Get FCM Service Account Access Token in Ruby

by mmyoji

2 min read

When you want to send a push notification through Firebase Cloud Messaging (FCM), you have to get access token for it.

As this page says, you need a service account JSON file from your Firebase project and can get the access token with this JSON file and Google's Ruby SDK.

However, Google's Ruby SDKs are always confusing and not well-documented.

If you have a trouble to use it, this post will help you.

Get Access Token with Ruby SDK

Suppose you already have the Service Account JSON file.

If you already use google-api-client gem, you don't need to install extra dependencies to your project.

If you don't, use googleauth gem for the porpose. ( google-api-client depends on the googleauth )

For the Service Account, use the following code like README.md says:

I refers googleauth v0.7.1 here.

require "googleauth"

# scope for FCM
scope = "https://www.googleapis.com/auth/firebase.messaging"

authorizer = Google::Auth::ServiceAccountCredentials.make_creds(
  json_key_io: File.open('/path/to/service_account_json_key.json'),
  scope: scope,
)

authorizer.fetch_access_token!

# You can access the token with this method.
authorizer.access_token
# You can know the expiration time with this method.
authorizer.expires_at

And if you want to cache the token, you can use 2 Stores classes.

========

### Work order
In the post on FCM access tokens, rewrite the paragraph beginning "As this page says" more briefly, keeping its main facts. The records have no role here.

[Records excerpted from a collection]

========

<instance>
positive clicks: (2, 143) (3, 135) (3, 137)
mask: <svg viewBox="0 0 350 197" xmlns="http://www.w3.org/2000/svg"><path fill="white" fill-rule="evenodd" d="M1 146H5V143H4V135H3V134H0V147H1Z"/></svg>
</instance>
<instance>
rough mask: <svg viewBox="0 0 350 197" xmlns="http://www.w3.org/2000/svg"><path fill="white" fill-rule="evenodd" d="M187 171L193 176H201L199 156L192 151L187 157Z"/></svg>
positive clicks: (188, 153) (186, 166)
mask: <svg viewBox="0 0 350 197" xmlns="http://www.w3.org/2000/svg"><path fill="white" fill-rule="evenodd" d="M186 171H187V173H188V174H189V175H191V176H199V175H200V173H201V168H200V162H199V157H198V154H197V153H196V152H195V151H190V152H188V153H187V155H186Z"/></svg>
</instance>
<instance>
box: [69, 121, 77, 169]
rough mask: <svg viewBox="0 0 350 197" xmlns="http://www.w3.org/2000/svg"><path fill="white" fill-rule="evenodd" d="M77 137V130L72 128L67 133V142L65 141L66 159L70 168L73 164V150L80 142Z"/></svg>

========

### Task answer
To get the access token, you need the service account JSON file from your Firebase project and Google's Ruby SDK.